#### [PROBLEM]
Find the line with "of the light" in the data below. Repeat it and every line after it up to the end, exactly, but drop the pictures.
:: DATASET ::
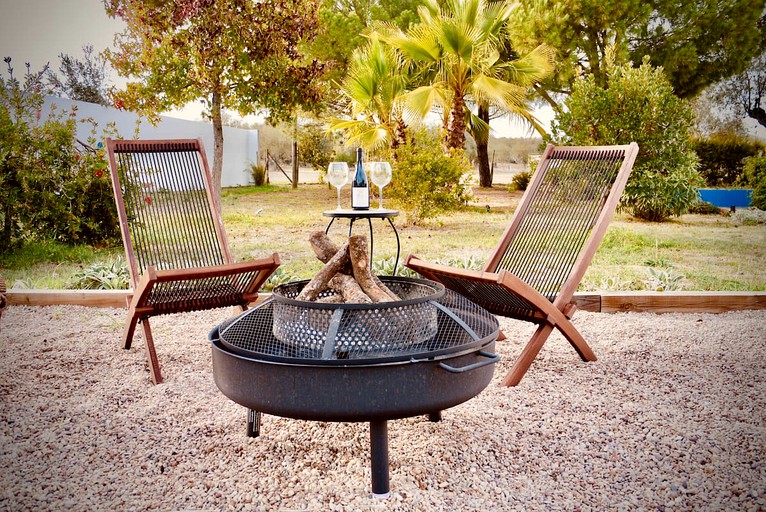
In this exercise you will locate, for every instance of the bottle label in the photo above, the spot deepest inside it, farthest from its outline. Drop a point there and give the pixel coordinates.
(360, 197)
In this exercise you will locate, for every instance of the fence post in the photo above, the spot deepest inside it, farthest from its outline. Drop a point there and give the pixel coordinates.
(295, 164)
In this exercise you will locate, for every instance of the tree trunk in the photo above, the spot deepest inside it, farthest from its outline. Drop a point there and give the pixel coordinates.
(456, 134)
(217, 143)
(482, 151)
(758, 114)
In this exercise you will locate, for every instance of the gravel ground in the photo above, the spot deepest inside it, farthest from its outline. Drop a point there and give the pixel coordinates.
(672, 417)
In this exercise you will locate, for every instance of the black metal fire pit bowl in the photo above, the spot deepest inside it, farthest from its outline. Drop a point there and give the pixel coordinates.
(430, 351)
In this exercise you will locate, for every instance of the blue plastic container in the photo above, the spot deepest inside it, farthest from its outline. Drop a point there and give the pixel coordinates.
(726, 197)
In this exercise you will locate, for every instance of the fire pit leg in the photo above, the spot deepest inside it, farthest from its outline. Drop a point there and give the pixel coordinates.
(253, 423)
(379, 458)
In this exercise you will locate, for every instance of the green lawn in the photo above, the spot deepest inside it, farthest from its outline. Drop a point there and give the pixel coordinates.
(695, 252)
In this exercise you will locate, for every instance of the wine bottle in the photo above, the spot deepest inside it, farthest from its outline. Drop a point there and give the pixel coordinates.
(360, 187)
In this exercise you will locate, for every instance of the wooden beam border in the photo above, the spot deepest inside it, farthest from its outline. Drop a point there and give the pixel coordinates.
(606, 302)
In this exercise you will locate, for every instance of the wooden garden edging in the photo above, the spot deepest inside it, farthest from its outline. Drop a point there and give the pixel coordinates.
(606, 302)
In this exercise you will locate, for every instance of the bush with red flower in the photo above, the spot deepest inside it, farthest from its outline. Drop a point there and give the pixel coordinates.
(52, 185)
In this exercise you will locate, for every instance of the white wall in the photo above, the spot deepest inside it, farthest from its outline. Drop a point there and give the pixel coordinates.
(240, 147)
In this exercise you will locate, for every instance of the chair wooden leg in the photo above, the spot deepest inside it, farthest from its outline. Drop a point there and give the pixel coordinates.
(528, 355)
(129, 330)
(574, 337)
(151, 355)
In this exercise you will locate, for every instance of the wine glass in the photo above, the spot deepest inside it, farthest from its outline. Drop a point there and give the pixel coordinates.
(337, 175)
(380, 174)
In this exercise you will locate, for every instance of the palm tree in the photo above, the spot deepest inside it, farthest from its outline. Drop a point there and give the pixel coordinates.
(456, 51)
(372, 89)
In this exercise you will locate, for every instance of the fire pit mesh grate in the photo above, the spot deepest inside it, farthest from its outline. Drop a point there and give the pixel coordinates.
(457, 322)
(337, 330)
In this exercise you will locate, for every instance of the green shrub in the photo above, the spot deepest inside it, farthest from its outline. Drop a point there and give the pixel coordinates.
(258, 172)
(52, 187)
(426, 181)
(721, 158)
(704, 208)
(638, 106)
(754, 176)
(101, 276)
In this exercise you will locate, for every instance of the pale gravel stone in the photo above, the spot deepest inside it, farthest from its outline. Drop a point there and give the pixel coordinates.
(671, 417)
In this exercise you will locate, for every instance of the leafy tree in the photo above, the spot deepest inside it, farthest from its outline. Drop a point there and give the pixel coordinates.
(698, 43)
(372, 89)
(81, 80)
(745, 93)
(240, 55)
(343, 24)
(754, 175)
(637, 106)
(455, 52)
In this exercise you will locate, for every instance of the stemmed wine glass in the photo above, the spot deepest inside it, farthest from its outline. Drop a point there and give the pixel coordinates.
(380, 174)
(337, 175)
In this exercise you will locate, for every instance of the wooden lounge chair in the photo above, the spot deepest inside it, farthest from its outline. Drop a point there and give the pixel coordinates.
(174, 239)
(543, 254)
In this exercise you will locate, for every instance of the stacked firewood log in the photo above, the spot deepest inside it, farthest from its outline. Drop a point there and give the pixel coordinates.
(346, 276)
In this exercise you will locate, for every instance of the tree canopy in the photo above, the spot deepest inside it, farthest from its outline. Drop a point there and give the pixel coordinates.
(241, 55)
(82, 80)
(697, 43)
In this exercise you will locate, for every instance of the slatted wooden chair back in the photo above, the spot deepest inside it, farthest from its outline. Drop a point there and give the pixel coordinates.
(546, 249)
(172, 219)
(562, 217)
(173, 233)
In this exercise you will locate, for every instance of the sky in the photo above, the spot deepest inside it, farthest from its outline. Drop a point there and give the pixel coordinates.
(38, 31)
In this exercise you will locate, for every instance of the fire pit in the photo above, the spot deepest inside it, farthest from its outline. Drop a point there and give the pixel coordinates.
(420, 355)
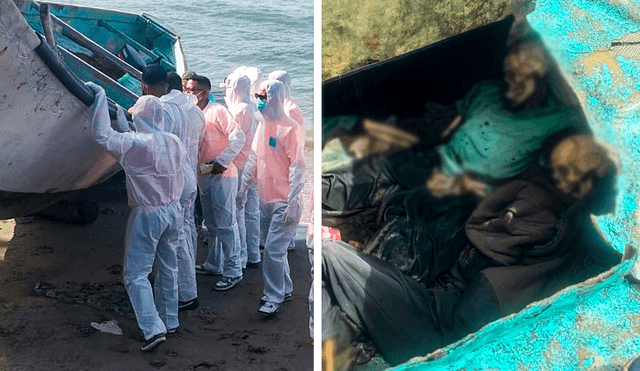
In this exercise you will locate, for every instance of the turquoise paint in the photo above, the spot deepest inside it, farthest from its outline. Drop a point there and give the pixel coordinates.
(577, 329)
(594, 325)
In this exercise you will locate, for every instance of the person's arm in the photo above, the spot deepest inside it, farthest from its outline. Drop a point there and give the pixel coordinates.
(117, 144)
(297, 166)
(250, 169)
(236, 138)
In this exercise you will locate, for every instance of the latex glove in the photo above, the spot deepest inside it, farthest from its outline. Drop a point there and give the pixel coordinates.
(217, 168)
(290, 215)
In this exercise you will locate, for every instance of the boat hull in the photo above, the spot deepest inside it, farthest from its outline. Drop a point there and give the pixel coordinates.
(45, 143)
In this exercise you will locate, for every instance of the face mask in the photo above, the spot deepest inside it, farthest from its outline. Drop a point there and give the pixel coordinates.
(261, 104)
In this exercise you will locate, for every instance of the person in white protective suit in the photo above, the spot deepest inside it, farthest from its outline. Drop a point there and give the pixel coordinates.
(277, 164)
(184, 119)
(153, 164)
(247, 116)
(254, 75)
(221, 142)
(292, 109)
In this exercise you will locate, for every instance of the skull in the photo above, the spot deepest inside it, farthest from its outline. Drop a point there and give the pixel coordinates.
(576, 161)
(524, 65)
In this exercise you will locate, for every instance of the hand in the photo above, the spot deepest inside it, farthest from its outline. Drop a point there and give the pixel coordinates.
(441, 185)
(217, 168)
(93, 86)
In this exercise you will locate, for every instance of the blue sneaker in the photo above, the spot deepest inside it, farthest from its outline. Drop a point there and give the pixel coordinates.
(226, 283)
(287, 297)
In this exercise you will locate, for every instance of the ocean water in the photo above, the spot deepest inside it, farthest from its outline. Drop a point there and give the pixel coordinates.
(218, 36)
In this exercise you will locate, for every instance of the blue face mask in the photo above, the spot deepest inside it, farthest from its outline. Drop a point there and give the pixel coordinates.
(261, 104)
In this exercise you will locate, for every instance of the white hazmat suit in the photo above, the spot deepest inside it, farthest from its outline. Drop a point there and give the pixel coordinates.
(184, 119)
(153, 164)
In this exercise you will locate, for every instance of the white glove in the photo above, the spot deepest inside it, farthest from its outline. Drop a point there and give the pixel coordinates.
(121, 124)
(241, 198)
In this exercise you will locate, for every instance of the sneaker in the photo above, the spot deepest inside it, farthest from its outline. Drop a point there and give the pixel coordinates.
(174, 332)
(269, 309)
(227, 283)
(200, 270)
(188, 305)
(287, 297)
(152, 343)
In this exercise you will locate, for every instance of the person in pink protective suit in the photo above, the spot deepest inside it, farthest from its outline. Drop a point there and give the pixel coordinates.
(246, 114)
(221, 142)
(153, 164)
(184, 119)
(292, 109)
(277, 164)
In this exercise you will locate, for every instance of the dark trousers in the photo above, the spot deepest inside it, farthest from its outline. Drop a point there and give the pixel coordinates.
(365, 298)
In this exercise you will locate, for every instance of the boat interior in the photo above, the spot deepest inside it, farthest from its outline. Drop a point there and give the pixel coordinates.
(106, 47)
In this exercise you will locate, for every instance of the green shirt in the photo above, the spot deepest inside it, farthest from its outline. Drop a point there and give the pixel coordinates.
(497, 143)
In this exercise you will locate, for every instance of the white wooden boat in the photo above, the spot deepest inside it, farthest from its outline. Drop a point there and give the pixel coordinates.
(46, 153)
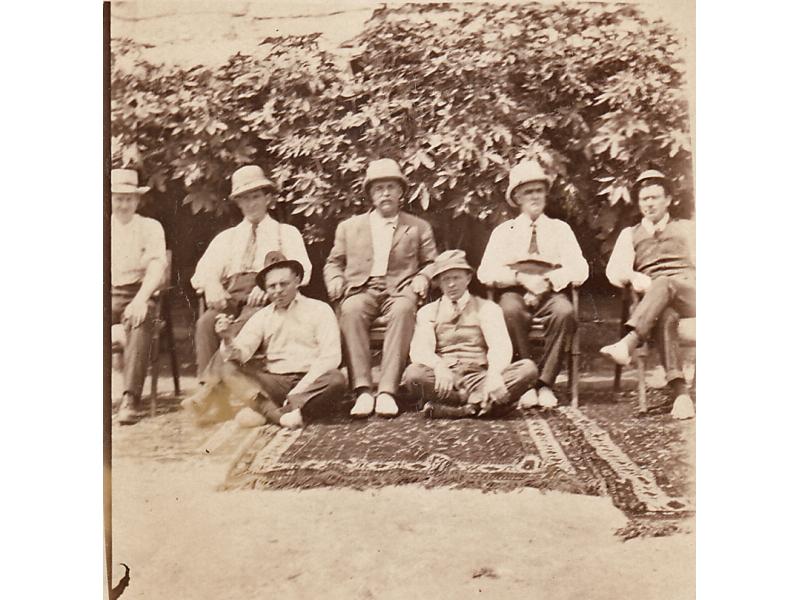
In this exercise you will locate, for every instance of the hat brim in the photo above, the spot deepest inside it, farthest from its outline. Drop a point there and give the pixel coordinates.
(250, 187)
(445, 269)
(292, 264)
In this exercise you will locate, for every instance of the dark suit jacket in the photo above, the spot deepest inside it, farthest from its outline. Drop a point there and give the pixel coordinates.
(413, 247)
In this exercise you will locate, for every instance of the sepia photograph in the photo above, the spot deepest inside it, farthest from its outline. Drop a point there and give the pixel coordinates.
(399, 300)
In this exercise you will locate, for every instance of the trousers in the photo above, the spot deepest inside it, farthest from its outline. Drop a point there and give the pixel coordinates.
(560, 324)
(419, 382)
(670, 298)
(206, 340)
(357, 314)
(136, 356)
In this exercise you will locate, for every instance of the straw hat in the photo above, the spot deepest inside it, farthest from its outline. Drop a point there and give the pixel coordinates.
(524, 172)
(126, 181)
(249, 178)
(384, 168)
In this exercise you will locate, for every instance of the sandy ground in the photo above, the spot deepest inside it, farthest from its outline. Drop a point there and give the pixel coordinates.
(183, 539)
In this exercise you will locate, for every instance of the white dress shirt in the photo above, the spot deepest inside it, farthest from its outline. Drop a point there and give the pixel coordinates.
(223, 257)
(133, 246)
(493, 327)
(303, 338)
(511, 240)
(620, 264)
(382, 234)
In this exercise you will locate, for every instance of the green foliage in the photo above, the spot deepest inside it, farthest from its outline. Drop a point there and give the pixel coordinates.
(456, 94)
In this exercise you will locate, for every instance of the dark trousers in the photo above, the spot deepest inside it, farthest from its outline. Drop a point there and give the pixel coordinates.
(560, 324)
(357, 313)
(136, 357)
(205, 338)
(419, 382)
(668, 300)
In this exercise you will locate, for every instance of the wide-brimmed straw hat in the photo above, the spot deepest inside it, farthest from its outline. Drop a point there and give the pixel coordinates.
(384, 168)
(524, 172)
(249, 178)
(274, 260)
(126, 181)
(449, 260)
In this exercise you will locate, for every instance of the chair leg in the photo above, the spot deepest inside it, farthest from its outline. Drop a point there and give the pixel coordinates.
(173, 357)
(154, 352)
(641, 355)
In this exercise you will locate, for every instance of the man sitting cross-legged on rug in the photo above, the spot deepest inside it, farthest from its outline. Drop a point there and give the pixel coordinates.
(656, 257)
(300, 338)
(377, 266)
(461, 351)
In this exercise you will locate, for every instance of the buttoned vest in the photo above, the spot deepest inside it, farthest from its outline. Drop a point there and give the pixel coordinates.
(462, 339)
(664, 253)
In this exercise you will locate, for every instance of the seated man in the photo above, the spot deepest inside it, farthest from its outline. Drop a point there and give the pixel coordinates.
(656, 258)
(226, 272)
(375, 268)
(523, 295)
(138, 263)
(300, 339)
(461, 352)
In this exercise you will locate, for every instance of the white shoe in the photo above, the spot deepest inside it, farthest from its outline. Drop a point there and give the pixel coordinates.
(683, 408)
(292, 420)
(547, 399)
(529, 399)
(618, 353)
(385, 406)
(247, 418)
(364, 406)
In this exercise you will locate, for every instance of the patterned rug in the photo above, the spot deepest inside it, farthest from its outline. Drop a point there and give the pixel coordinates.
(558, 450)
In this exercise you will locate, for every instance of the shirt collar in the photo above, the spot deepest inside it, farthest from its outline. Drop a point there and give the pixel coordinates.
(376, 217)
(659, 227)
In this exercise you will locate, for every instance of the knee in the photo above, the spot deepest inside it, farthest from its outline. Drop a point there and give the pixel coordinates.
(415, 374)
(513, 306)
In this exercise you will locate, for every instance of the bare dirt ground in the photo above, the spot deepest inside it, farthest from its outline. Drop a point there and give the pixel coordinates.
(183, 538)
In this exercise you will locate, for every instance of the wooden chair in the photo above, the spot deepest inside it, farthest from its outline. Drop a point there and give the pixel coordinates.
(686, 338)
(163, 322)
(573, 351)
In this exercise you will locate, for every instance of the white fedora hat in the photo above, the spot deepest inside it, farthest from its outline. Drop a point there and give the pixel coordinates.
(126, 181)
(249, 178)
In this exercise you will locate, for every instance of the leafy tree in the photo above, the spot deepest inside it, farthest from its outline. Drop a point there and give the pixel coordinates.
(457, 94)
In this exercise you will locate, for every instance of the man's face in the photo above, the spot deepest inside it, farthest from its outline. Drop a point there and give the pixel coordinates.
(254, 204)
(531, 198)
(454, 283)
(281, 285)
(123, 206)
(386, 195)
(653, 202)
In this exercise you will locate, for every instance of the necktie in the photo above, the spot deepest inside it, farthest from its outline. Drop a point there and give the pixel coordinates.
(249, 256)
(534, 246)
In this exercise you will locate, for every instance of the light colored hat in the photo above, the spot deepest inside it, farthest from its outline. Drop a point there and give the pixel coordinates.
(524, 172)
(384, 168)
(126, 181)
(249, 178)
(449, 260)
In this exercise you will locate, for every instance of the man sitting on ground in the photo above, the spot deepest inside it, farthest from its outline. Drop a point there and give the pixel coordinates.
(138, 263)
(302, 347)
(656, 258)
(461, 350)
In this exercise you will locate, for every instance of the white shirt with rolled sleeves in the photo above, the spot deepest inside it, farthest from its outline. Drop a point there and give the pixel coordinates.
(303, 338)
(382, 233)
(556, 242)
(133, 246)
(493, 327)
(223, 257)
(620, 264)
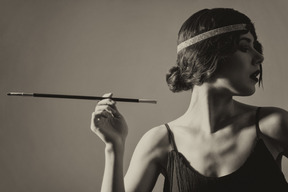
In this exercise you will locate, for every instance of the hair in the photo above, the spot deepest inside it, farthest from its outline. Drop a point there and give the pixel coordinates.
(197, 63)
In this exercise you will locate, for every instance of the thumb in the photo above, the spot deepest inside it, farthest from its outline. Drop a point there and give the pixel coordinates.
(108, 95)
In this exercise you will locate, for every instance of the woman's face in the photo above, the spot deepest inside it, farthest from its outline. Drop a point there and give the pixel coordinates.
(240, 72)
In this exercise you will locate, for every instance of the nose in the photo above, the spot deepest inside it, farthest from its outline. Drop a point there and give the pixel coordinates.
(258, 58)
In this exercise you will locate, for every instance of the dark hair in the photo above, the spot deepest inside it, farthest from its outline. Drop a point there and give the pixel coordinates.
:::
#### [SOLUTION TO THIS EXERCISE]
In this exercise you will locate, for every instance of the light colored hat in the photo above, the spot deepest inside it, farthest from its outline. Drop a point there and give the pixel coordinates.
(524, 172)
(384, 168)
(126, 181)
(249, 178)
(449, 260)
In this exercise you will locate, for every instance of the man sitting on ground in the photo above, the spot deepest inside it, farthest from its outline. Drop a point there and give the pixel coordinates.
(138, 263)
(302, 347)
(656, 258)
(461, 350)
In this exercise you will locate, for every instance of the white shirt with rolled sleeves in the photo above, the spot deepest inside it, farthest from its outline. Drop a point there and give the pixel coordinates.
(303, 338)
(382, 233)
(556, 242)
(133, 246)
(493, 327)
(223, 257)
(620, 264)
In this exercise you will locate, for every instance of the hair in the photo above, the spot deepest inside it, farthest from its outline. Drop a point there and give the pixel coordinates.
(197, 63)
In this exercise you will locate, for every instance of the thumb in the photo above, the spot deepest inside it, farthest from its outline. Drop a point there and give the pixel coordinates.
(108, 95)
In this exercise you will locate, for every instance of the woman's face in the photo above, the spot deepest inside it, farthest from its outline. Drop a point there and give the pixel coordinates.
(240, 72)
In this exercise you will locate, for every instance of the nose in the photo above, the spot deepest inside it, farthest from its outline. Drop a point there and give the pixel coordinates.
(258, 58)
In this exercise you will locate, for every instance of the dark hair in the photo above, the spot deepest inside it, farthest from its outline. Drop a point there and give the pixel coordinates.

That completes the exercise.